Assignment - Whichever lines of the material contain "like", copy each of them.

BEGIN Material provided

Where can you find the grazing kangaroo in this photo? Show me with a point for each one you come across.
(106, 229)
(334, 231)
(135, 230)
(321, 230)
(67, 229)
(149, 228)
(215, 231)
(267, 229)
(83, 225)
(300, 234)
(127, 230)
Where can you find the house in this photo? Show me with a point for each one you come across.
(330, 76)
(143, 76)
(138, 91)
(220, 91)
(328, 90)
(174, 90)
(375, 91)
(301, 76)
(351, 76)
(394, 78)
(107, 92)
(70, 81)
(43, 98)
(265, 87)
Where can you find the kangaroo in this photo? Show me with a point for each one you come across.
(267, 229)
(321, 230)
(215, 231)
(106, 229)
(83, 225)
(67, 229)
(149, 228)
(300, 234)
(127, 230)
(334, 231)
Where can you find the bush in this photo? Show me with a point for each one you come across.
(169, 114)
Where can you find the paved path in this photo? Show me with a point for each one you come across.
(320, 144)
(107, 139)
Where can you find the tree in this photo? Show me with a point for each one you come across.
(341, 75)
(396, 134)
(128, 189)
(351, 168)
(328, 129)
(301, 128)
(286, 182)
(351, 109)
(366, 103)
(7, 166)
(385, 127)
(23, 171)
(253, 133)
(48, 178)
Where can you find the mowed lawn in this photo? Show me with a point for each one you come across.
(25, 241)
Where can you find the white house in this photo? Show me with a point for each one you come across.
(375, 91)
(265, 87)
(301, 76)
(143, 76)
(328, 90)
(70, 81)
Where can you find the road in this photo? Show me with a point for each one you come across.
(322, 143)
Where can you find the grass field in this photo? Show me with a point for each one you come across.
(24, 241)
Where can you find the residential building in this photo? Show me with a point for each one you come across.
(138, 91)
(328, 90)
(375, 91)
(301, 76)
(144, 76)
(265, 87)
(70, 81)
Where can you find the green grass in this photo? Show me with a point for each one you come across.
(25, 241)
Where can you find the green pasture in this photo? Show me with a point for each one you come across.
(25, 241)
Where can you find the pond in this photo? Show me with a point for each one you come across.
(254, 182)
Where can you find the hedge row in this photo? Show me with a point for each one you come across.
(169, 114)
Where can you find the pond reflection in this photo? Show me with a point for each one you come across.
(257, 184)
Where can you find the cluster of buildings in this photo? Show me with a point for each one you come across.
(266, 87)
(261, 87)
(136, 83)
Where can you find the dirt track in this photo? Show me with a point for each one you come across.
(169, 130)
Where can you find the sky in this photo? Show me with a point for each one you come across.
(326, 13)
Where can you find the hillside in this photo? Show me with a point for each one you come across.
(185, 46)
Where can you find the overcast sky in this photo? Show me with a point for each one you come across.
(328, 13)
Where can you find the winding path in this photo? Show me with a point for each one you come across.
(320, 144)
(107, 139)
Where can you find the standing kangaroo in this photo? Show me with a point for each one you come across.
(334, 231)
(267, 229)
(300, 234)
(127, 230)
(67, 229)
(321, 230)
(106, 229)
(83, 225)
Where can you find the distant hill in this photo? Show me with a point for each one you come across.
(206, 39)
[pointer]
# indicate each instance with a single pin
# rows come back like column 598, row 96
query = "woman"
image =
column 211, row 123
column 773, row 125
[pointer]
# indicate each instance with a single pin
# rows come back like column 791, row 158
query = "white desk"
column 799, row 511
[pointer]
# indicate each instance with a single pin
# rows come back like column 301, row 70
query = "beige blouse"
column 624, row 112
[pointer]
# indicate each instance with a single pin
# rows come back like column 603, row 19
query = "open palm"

END Material provided

Problem solution -
# rows come back like column 598, row 96
# rows come back like column 791, row 158
# rows come back like column 301, row 70
# rows come back like column 603, row 19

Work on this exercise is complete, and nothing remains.